Task brief =>
Reproduce the lines below exactly. Skip images.
----
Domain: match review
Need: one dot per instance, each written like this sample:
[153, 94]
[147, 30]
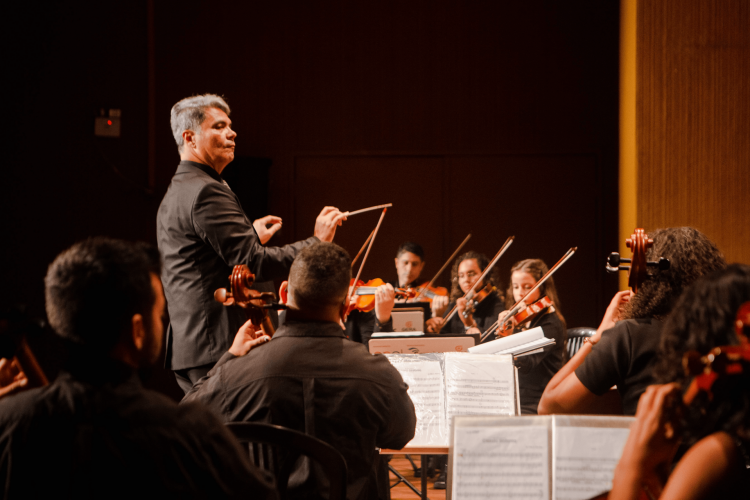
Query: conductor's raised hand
[12, 378]
[247, 338]
[265, 232]
[327, 222]
[433, 325]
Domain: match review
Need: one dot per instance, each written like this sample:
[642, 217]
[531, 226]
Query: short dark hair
[493, 279]
[704, 318]
[320, 275]
[94, 288]
[410, 246]
[691, 255]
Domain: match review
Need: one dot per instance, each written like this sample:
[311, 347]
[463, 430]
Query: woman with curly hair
[478, 316]
[536, 370]
[623, 350]
[716, 427]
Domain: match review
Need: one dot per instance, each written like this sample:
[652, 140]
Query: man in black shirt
[203, 233]
[312, 379]
[95, 432]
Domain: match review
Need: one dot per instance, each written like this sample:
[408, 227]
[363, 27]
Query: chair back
[278, 449]
[575, 338]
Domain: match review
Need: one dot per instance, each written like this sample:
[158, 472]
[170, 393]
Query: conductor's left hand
[264, 232]
[327, 222]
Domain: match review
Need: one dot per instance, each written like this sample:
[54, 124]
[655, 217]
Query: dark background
[489, 117]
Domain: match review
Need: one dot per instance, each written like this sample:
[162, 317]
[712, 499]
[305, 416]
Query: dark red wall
[497, 118]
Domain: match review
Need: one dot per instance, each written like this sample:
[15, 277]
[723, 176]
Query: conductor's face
[215, 144]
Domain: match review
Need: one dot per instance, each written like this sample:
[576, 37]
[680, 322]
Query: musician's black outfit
[536, 370]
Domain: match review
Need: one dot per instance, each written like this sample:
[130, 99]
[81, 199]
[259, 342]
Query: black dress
[536, 370]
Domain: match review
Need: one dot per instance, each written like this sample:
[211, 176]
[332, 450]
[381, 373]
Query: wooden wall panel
[693, 117]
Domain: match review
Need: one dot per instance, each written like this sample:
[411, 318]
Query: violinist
[623, 350]
[536, 370]
[477, 315]
[409, 264]
[715, 426]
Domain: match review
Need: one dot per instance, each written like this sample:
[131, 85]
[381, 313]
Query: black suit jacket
[202, 234]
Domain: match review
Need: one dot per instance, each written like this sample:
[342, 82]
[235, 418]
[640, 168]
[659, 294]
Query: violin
[255, 304]
[469, 296]
[426, 293]
[522, 312]
[530, 313]
[638, 243]
[14, 327]
[365, 293]
[720, 362]
[427, 290]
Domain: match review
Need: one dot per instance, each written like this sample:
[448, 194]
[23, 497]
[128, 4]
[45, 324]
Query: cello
[255, 304]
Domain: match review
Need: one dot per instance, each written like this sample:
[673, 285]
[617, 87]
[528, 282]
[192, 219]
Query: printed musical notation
[506, 462]
[585, 459]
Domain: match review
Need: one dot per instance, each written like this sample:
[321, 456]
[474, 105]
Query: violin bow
[486, 271]
[453, 256]
[362, 249]
[364, 259]
[363, 210]
[513, 310]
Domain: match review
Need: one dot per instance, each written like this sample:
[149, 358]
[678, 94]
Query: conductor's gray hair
[189, 114]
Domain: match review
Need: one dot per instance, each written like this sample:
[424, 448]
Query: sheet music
[585, 460]
[426, 389]
[533, 345]
[501, 462]
[479, 384]
[505, 343]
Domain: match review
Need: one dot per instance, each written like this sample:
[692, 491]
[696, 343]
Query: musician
[536, 370]
[203, 233]
[312, 379]
[478, 316]
[409, 264]
[715, 428]
[623, 350]
[95, 432]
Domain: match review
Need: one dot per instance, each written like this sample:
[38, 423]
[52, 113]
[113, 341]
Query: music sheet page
[585, 460]
[425, 380]
[502, 462]
[479, 384]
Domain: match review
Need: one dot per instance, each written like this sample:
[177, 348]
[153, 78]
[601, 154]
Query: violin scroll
[638, 243]
[255, 304]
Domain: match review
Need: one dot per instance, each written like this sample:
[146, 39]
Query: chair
[575, 338]
[277, 450]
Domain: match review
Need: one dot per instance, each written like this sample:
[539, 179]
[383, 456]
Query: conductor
[202, 232]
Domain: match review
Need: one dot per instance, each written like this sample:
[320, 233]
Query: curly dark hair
[493, 279]
[536, 268]
[319, 276]
[94, 288]
[691, 255]
[704, 318]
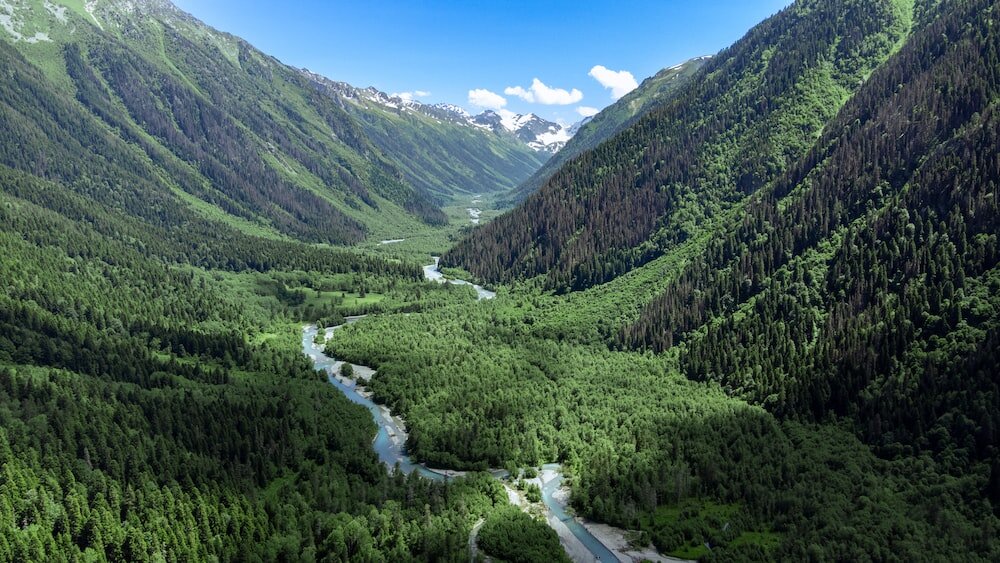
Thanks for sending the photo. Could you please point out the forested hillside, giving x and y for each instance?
(215, 127)
(863, 282)
(758, 319)
(438, 156)
(161, 188)
(821, 249)
(653, 91)
(750, 113)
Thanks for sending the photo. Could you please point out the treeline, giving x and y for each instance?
(739, 123)
(152, 412)
(479, 387)
(864, 284)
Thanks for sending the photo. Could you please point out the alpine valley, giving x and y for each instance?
(750, 311)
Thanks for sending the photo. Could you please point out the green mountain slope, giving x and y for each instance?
(653, 91)
(435, 153)
(224, 130)
(807, 374)
(752, 111)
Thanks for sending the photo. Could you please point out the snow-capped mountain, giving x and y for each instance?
(537, 133)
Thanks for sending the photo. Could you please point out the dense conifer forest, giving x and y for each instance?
(757, 319)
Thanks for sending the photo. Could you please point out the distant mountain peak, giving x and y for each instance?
(537, 133)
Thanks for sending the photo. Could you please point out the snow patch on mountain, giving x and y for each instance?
(537, 133)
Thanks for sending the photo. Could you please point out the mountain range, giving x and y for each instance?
(748, 312)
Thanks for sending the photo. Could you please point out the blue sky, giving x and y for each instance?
(538, 56)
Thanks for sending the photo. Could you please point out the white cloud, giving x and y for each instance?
(525, 95)
(542, 94)
(619, 82)
(485, 99)
(409, 96)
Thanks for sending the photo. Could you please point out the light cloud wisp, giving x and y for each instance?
(620, 82)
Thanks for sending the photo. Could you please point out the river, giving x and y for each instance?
(390, 442)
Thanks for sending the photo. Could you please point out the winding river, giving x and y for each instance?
(390, 442)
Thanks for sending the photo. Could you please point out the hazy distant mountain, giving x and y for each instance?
(591, 131)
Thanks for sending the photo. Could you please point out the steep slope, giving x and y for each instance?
(218, 128)
(591, 132)
(438, 150)
(753, 110)
(537, 133)
(863, 284)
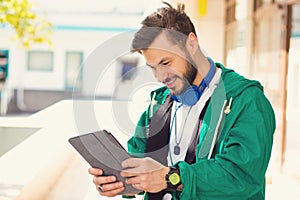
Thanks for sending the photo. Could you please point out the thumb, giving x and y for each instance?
(130, 162)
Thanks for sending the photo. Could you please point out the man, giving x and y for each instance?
(209, 132)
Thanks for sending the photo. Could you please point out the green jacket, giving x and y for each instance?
(240, 157)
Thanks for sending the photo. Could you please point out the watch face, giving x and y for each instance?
(174, 178)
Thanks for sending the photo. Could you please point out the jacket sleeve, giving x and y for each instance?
(237, 171)
(137, 143)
----
Solution for this problem =>
Domain: match review
Need: one dot per instance, each written like this sample:
[153, 94]
[147, 30]
Query: conductor's raised hand
[12, 378]
[247, 338]
[265, 232]
[327, 222]
[433, 325]
Domain: match review
Need: one dot per instance, each written like this sample:
[642, 217]
[531, 226]
Query: short dark hair
[493, 279]
[704, 318]
[320, 275]
[94, 288]
[410, 246]
[691, 255]
Domain: match review
Need: one dot per instance, each written like this sample:
[311, 347]
[463, 430]
Query: woman with curly hair
[478, 316]
[536, 370]
[623, 350]
[716, 427]
Domain: match review
Need: one dot per instance, each written like this sample:
[652, 140]
Query: man in black shirt
[203, 233]
[312, 379]
[95, 432]
Domain: match review
Need: one dot per instance, each written like this sample:
[408, 227]
[363, 27]
Query: chair back
[278, 449]
[575, 338]
Domain: match review
Need: one dot per instance, each written like this sample:
[158, 472]
[170, 393]
Query: conductor's left hand
[264, 232]
[327, 222]
Domain: match review
Need: one dot per instance, each written like this sample:
[54, 124]
[655, 217]
Query: dark background
[489, 117]
Domain: match review
Need: one dot per instance, each written like this sample:
[162, 317]
[712, 499]
[305, 416]
Query: dark red wall
[497, 118]
Domain: match review
Need: one dot per instance, each written like this sample:
[15, 277]
[723, 176]
Query: conductor's face
[215, 144]
Domain: match review
Need: one dot per instance, each written like this sample:
[576, 37]
[680, 322]
Query: musician's black outfit
[536, 370]
Domain: match review
Need: one dot per instance, each written like this sample:
[130, 99]
[81, 199]
[259, 342]
Query: black dress
[536, 370]
Domain: match review
Need: one dot per instance, each written like this sample:
[211, 176]
[332, 450]
[381, 373]
Query: wooden wall panel
[693, 117]
Domain: match review
Need: one dot per instance, each written like this sample:
[411, 318]
Query: violinist
[623, 350]
[536, 370]
[477, 315]
[409, 264]
[715, 426]
Domain: match review
Need: one dot per instance, each written like this sample:
[131, 85]
[381, 313]
Query: black suit jacket
[202, 234]
Domain: match review
Need: one dot per instance, each written like this sample:
[342, 82]
[235, 418]
[640, 168]
[659, 294]
Query: violin
[255, 304]
[469, 296]
[426, 293]
[522, 312]
[530, 313]
[638, 243]
[14, 327]
[365, 293]
[720, 362]
[427, 290]
Domain: match review
Need: one dot per instance, each written like this sample:
[448, 194]
[23, 497]
[128, 4]
[45, 324]
Query: cello
[255, 304]
Domain: match review
Need: one dot per instance, each written like this sample:
[673, 285]
[617, 87]
[528, 282]
[192, 219]
Query: printed musical notation
[506, 462]
[585, 459]
Domain: match review
Need: one dot per instance, each written like this sample:
[321, 456]
[474, 105]
Query: violin bow
[486, 271]
[453, 256]
[362, 249]
[364, 259]
[363, 210]
[513, 310]
Domain: match review
Need: one dot per instance, each written like this sample:
[149, 358]
[678, 94]
Query: conductor's gray hair
[189, 114]
Domain: match review
Need: one dot per instance, each written like this sample:
[424, 448]
Query: sheet music
[585, 460]
[426, 389]
[533, 345]
[501, 462]
[479, 384]
[505, 343]
Domain: match review
Need: one dot per instance, each written like this sample:
[692, 491]
[696, 343]
Query: musician
[536, 370]
[203, 233]
[312, 379]
[478, 316]
[409, 264]
[715, 428]
[623, 350]
[95, 432]
Domain: match review
Need: one dot per instance, each written like this sample:
[38, 423]
[52, 113]
[113, 341]
Query: music sheet page
[585, 460]
[425, 380]
[502, 462]
[479, 384]
Domain: match review
Need: one dot per instance, each written like this sample:
[177, 348]
[153, 78]
[601, 154]
Query: violin scroll
[638, 243]
[255, 304]
Domain: match review
Need: one dot per instance, each written like this sample:
[146, 39]
Query: chair
[575, 338]
[277, 450]
Domain: match review
Need: one dot per instance, each written like this sample:
[539, 179]
[383, 456]
Query: conductor
[202, 232]
Domain: match review
Need: one dot per instance, each written like this sample:
[320, 233]
Query: curly dark hair
[493, 279]
[536, 268]
[319, 276]
[94, 288]
[691, 255]
[704, 318]
Thanks for sending the photo. Could you please point out the forested hillside, giving x and y for each instance?
(215, 127)
(863, 282)
(758, 319)
(438, 156)
(161, 188)
(821, 249)
(653, 91)
(750, 113)
Thanks for sending the photo. Could you please point out the treeline, giving x and y for each instance?
(739, 123)
(152, 412)
(479, 387)
(864, 284)
Thanks for sending the photo. Could you please point out the alpine valley, giving x and y for each instance?
(750, 311)
Thanks for sending the photo. Could you please point out the green mountain slope, giving x and y for each instance?
(653, 91)
(435, 153)
(224, 130)
(807, 374)
(752, 111)
Thanks for sending the photo. Could you please point out the snow-capped mountain, giving x and y for each instance?
(537, 133)
Thanks for sending the photo. Could you please point out the dense conifer forest, giving x and y for each instance?
(757, 319)
Thanks for sending the photo. Could you please point out the distant mountain peak, giving x and y for each instance?
(537, 133)
Thanks for sending the photo. Could you please point out the snow patch on mountain, giving x and y for each instance?
(537, 133)
Thanks for sending the photo. Could you please point out the mountain range, giving x and y for each instance?
(748, 312)
Thanks for sending the photo. Could you please point out the blue sky, giving x and y for each instance?
(538, 56)
Thanks for sending the photo. Could you please point out the white cloud, giving x and y for each instance?
(525, 95)
(542, 94)
(619, 82)
(485, 99)
(409, 96)
Thanks for sending the photo. Could you please point out the light cloud wisp, giving x and y for each instance?
(620, 82)
Thanks for sending the photo. Could you please point out the river, giving x and y for each instance?
(390, 442)
Thanks for sending the photo. Could you please point out the winding river, giving x and y for each instance?
(390, 442)
Thanks for sending the photo. Could you please point out the hazy distant mountain, giving x and y for each instance?
(591, 131)
Thanks for sending the photo. Could you please point out the steep slope, giving x and y for each instance?
(218, 128)
(591, 132)
(438, 150)
(753, 110)
(537, 133)
(863, 284)
Thanks for sending the photo. Could you please point out the thumb, giving x and y for each instance?
(130, 162)
Thanks for sending the photo. Could you please point out the man, giving x and y for each instance?
(209, 132)
Thanks for sending the photo. Could you please point out the green jacket, giving x and y for each instance?
(240, 157)
Thanks for sending the photo. Could you please point out the watch face, giving x and y for each instance?
(174, 178)
Thanks for sending the photo. Could you please point out the jacket sleeve, giving x and y for each instance?
(237, 171)
(137, 143)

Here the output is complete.